Instructions to follow: Duplicate the entries from the line with "818V748L413 847L25 853L4" to the line with "positive clicks: (609, 758) (607, 757)", including both of those lines, and nothing else.

** Opening Records supplied block **

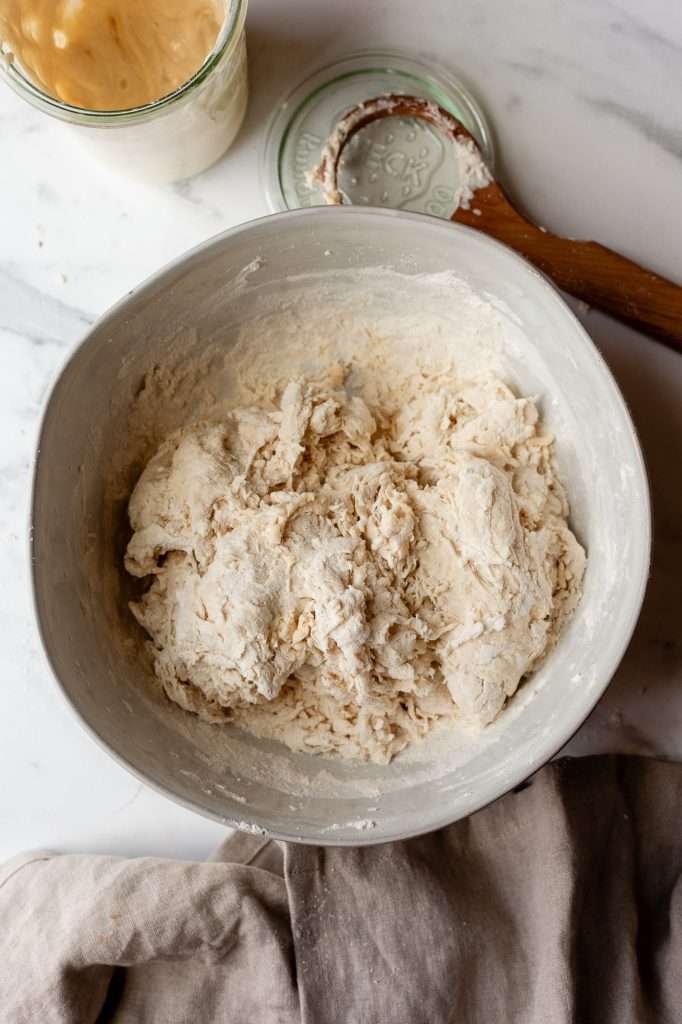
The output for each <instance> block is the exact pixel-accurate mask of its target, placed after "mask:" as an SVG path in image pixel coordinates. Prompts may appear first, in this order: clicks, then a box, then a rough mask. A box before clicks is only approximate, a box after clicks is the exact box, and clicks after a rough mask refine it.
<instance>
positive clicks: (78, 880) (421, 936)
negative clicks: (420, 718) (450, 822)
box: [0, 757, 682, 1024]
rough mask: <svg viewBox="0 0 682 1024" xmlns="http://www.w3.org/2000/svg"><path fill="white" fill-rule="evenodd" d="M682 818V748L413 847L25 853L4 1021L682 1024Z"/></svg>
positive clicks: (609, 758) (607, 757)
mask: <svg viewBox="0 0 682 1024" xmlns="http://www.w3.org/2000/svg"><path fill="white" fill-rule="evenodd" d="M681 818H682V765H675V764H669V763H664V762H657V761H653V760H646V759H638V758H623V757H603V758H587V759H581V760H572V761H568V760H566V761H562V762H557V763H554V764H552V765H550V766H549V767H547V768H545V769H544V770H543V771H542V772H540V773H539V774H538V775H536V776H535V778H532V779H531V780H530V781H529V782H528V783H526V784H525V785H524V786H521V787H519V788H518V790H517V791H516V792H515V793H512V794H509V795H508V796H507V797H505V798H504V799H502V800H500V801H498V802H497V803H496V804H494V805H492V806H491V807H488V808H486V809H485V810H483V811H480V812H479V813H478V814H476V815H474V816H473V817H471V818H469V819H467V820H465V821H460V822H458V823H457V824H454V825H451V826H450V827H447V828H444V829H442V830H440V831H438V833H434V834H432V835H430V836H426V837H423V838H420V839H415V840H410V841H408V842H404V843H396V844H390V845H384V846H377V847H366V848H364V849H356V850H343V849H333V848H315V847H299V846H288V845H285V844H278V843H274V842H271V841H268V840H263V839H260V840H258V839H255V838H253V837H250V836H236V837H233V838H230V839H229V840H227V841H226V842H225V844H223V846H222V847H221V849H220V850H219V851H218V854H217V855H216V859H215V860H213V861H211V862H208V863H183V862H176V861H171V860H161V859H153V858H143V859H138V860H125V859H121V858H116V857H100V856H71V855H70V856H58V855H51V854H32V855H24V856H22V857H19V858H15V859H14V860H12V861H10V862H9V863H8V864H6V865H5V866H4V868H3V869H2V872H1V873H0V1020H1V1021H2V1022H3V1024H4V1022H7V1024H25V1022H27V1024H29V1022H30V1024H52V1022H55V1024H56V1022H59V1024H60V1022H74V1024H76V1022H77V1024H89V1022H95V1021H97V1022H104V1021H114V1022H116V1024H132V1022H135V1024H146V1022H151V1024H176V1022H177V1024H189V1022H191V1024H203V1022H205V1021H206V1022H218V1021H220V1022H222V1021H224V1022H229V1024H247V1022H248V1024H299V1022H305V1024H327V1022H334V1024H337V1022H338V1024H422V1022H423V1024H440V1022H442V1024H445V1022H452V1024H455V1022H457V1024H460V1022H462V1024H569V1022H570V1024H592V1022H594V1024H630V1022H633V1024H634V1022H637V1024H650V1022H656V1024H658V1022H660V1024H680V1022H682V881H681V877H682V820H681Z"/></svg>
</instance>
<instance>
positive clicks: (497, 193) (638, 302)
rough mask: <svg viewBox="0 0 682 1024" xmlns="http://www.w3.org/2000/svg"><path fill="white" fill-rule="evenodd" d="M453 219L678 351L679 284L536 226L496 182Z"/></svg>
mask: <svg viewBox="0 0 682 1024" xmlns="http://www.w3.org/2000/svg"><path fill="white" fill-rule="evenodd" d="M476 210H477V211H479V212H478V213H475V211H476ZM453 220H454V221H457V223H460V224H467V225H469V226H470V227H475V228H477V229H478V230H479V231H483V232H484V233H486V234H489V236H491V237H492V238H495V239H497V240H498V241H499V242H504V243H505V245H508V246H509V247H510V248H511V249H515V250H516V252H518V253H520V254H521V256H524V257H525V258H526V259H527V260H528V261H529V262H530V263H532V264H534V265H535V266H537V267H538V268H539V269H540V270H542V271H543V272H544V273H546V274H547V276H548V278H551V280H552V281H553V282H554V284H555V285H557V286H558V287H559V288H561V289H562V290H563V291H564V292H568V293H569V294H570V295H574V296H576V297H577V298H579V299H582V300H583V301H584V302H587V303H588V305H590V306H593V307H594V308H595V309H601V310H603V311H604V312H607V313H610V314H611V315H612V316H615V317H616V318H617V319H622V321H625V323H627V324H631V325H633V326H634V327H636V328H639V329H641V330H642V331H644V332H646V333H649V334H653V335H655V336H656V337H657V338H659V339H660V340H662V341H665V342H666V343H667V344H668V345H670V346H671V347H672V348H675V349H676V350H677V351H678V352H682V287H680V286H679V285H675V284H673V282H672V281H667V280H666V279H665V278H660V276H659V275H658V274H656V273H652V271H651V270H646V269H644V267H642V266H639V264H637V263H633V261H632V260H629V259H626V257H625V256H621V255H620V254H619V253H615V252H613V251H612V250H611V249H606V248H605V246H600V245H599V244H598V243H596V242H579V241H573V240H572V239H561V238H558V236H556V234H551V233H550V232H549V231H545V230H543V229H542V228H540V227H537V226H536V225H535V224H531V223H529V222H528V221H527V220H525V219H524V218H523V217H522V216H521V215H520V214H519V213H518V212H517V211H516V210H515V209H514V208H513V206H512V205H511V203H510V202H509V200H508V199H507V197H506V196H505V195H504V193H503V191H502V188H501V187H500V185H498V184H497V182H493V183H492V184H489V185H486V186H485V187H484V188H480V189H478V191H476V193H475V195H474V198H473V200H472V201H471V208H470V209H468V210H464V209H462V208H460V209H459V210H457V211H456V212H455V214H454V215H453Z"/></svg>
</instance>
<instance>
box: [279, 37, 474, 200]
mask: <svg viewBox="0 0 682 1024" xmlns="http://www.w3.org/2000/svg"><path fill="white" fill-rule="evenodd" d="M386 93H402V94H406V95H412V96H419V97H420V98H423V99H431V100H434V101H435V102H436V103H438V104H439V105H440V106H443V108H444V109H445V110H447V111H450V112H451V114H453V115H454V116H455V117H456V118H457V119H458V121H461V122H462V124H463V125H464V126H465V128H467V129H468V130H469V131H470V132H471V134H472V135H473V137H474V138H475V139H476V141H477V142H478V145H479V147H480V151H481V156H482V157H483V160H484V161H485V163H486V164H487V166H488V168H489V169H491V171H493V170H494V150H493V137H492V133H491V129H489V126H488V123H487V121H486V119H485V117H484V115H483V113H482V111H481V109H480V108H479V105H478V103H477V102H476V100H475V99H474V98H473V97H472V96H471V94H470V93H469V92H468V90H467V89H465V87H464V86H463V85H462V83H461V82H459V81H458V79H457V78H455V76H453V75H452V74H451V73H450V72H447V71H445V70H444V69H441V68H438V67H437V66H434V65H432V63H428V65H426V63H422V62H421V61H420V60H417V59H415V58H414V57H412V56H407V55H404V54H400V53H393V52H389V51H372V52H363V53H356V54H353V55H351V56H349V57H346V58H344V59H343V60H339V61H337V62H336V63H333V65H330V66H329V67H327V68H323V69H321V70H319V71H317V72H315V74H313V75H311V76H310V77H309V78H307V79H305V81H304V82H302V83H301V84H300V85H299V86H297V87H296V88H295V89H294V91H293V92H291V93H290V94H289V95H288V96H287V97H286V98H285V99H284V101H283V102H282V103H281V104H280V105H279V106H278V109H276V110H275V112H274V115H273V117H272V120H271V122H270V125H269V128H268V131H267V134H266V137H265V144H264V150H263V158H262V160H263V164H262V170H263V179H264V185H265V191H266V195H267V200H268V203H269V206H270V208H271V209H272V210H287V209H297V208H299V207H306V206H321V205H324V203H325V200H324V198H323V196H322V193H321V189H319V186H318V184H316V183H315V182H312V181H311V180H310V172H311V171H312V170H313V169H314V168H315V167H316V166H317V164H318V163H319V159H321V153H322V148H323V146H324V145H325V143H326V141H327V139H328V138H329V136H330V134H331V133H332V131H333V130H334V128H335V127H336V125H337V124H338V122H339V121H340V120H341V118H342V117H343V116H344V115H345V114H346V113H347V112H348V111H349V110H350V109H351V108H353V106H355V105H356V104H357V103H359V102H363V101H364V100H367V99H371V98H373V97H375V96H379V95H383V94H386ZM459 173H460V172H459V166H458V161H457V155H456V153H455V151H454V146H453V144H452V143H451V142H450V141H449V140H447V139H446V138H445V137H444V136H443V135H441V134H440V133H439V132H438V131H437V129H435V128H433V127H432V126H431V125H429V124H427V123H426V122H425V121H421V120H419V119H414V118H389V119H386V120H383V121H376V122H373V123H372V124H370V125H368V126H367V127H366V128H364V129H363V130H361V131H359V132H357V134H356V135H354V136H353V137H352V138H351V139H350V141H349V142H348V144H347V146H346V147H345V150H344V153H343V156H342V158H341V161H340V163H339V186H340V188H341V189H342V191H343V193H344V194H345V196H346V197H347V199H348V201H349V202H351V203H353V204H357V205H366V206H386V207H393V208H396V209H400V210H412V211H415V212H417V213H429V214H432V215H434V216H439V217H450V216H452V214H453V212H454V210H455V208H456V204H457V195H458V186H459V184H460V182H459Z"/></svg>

** Closing Records supplied block **
** Opening Records supplied block **

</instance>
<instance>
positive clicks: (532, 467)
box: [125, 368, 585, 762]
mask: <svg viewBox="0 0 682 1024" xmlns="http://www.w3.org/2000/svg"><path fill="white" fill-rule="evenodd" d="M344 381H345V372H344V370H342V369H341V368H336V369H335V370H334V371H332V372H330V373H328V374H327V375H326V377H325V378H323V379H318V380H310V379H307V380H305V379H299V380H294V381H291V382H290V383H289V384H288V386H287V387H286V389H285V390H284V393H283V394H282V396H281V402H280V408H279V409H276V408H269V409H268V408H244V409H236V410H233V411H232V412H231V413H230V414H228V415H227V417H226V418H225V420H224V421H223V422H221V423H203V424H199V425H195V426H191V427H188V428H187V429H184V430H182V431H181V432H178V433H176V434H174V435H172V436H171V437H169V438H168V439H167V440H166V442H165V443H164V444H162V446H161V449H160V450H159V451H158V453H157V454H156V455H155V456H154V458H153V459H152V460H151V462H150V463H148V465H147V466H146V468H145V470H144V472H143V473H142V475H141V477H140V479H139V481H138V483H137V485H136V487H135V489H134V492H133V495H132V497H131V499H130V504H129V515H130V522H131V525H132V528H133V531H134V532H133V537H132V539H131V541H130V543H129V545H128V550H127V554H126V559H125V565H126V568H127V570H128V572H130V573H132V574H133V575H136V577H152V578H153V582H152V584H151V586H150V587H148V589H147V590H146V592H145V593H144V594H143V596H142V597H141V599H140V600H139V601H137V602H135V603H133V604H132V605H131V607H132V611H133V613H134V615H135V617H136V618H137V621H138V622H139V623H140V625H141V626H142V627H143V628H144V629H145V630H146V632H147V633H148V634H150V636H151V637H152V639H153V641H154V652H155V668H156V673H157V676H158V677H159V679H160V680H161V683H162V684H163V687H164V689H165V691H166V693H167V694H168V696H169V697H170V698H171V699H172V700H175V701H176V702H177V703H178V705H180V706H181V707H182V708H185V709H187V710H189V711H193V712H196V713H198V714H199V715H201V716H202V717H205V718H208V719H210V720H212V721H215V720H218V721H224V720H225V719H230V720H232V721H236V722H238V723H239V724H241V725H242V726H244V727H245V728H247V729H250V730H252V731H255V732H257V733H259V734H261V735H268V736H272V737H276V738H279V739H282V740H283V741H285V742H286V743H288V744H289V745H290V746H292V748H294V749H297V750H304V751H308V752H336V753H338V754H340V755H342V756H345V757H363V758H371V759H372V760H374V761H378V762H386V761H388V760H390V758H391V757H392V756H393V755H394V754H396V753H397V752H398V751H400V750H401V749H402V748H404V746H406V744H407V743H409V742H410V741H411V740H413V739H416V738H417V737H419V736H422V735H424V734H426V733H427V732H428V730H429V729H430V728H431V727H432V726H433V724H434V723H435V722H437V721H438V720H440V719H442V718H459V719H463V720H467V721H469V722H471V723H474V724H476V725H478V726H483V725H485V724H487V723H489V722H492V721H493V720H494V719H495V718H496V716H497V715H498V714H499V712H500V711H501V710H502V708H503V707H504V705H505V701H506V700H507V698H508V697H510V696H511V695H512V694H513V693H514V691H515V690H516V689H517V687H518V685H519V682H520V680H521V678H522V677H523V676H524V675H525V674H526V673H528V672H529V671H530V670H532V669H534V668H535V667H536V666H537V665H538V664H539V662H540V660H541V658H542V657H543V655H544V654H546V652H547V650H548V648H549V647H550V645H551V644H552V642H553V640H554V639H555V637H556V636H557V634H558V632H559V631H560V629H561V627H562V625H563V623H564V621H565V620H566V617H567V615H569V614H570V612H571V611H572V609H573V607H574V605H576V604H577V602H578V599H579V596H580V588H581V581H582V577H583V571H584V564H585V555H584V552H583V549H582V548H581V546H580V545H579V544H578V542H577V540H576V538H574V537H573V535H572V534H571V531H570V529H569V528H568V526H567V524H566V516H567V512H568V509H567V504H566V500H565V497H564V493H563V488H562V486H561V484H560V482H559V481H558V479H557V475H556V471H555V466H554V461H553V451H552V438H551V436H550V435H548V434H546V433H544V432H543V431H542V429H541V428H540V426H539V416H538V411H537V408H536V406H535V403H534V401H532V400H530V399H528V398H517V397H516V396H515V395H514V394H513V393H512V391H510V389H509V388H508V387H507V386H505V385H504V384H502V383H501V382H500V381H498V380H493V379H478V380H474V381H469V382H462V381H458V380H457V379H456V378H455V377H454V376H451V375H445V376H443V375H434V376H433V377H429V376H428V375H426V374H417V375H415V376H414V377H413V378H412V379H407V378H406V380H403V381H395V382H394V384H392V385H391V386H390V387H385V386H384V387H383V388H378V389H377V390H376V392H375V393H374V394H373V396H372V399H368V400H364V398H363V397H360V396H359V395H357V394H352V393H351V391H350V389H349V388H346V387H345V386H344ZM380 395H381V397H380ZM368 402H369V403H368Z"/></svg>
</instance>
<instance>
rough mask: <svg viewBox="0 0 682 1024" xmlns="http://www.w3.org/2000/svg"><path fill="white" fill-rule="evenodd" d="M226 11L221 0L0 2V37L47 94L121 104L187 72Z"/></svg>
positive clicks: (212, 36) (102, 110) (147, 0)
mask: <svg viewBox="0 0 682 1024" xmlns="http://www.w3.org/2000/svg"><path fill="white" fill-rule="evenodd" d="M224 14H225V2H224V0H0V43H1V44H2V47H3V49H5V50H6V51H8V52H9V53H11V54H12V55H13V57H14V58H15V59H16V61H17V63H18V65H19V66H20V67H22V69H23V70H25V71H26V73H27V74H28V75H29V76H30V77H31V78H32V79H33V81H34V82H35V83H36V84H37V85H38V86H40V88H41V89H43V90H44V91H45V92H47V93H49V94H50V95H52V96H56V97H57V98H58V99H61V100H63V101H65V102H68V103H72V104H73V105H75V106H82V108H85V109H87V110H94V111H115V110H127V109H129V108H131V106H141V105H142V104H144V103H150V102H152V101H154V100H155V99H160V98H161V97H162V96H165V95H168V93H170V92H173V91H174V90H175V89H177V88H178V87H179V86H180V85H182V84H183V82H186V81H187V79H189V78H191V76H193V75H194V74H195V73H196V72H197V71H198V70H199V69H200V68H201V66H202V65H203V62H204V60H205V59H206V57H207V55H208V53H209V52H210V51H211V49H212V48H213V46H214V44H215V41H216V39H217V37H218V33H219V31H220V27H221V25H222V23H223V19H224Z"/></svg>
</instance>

** Closing Records supplied block **

The answer:
rough mask: <svg viewBox="0 0 682 1024" xmlns="http://www.w3.org/2000/svg"><path fill="white" fill-rule="evenodd" d="M682 818V748L413 847L25 853L4 1021L682 1024Z"/></svg>
positive clicks: (609, 758) (607, 757)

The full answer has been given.